Materials provided ::
>>>>>
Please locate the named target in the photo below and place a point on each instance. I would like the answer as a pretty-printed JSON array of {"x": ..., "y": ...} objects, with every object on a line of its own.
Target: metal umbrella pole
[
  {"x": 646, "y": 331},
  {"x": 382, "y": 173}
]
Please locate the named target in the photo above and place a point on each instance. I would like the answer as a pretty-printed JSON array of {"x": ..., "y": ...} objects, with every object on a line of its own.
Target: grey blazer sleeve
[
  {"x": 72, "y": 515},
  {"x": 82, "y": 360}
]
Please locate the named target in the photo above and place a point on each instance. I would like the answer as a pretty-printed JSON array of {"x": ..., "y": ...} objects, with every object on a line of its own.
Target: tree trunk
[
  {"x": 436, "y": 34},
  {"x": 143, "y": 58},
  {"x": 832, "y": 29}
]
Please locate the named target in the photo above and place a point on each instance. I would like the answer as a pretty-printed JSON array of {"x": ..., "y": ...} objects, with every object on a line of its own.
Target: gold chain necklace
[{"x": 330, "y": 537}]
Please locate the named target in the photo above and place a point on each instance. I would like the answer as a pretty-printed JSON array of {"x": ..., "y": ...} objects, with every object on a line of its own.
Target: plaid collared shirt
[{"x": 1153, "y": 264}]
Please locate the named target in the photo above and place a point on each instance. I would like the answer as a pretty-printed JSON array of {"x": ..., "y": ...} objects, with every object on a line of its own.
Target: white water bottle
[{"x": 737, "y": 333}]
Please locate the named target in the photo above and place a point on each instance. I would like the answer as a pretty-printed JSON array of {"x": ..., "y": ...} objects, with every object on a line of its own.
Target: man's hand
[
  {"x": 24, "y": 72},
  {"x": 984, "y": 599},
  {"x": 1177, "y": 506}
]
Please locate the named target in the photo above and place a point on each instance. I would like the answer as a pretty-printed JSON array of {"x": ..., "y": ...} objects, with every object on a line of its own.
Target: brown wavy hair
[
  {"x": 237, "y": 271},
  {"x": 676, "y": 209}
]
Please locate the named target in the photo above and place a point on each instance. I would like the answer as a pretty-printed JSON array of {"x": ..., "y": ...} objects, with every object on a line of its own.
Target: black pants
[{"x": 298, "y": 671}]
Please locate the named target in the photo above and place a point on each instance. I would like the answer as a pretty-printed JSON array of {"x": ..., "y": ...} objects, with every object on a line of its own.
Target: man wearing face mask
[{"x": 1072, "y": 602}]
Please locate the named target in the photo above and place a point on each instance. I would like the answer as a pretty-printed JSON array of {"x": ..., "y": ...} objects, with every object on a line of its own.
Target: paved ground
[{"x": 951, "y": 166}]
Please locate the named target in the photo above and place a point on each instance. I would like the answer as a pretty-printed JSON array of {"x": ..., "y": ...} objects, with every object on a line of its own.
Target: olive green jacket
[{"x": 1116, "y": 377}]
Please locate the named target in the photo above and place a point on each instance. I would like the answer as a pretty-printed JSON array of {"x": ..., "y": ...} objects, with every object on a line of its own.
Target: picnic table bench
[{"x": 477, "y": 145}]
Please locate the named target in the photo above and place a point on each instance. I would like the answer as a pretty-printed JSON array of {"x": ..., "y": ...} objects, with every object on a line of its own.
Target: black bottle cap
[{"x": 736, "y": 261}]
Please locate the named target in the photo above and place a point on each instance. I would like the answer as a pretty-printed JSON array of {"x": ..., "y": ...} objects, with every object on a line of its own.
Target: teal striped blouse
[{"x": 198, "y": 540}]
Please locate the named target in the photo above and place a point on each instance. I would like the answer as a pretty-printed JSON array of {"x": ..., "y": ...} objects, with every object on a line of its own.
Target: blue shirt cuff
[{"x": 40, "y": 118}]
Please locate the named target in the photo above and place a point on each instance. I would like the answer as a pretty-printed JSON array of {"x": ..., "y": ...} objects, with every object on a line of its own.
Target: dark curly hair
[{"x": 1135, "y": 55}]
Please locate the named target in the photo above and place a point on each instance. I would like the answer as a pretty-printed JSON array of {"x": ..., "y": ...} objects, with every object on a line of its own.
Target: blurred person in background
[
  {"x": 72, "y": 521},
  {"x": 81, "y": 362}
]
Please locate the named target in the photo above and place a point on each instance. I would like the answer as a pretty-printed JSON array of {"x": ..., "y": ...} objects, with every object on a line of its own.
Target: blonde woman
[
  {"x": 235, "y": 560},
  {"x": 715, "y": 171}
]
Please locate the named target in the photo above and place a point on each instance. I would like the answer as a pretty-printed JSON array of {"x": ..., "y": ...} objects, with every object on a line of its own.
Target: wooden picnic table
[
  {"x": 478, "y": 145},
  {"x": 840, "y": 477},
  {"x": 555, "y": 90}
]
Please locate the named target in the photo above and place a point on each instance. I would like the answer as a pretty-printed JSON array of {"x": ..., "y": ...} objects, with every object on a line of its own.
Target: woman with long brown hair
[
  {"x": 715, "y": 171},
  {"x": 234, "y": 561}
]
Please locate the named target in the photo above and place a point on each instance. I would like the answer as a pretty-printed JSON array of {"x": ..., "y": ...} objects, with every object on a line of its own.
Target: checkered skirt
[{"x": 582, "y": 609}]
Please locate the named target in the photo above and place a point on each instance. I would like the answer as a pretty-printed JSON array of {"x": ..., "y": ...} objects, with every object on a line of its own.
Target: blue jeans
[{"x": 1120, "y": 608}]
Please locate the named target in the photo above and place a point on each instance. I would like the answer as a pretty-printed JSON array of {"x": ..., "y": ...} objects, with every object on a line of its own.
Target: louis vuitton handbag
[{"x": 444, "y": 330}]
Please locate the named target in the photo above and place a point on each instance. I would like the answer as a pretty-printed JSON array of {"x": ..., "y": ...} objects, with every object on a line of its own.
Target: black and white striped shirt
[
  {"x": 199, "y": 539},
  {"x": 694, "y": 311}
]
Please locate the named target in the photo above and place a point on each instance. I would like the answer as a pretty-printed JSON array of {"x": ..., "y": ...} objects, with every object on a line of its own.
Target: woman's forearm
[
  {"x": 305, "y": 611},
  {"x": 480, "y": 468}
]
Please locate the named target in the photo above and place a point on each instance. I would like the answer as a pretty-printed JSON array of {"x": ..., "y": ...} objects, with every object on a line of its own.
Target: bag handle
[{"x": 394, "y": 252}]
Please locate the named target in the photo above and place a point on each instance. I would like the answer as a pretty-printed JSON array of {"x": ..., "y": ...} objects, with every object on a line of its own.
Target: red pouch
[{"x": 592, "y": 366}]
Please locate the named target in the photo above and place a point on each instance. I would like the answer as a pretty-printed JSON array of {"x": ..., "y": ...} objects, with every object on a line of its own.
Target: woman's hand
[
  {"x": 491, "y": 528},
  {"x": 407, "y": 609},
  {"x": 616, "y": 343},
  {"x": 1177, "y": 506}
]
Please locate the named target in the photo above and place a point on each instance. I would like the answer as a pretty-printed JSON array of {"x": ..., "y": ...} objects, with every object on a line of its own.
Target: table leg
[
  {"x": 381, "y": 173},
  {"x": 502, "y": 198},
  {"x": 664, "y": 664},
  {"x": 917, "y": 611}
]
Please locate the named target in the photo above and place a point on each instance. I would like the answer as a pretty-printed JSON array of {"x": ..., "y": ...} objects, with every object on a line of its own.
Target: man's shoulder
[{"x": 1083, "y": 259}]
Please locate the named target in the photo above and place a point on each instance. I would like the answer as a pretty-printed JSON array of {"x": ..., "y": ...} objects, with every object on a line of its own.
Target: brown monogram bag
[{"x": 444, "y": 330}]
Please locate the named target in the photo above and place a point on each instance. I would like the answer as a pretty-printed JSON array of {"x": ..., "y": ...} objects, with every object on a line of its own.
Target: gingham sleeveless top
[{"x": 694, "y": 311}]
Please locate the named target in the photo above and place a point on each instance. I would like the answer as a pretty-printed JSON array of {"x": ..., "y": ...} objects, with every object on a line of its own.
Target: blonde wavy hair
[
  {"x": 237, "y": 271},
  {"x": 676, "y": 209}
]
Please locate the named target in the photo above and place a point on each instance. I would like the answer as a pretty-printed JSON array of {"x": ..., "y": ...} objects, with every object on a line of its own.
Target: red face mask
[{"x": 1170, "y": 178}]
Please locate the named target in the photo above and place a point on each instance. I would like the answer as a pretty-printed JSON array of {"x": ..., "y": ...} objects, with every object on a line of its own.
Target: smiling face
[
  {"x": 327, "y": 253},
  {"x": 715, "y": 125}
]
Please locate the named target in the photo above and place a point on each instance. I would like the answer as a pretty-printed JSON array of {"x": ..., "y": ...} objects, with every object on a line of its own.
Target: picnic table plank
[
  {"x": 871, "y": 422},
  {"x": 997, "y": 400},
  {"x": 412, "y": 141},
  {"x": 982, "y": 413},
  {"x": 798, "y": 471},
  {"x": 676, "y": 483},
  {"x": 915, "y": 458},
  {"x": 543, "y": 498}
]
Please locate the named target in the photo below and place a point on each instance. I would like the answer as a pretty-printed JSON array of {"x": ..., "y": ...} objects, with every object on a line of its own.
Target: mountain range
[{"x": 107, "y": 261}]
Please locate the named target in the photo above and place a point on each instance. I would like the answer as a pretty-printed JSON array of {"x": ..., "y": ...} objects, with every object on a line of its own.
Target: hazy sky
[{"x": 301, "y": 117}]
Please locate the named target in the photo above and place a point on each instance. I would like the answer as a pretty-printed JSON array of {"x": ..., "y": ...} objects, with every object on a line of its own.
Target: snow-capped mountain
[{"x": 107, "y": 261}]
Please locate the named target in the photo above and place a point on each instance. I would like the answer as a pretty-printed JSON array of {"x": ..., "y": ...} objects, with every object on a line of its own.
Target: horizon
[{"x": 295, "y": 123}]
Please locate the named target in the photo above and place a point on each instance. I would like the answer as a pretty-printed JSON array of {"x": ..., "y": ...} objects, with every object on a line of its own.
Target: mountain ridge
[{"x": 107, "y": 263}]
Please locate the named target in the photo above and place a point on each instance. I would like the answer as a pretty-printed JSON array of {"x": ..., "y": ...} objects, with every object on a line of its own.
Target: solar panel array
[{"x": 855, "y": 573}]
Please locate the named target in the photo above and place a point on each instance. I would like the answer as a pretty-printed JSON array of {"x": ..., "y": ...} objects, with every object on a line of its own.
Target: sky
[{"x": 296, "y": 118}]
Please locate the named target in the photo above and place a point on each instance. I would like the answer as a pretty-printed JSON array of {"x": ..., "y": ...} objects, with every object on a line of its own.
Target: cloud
<<<<<
Aim of the exercise :: How many lines in the records above contain the string "bottle"? Case matters. Reply with the number alone.

Output for this task :: 2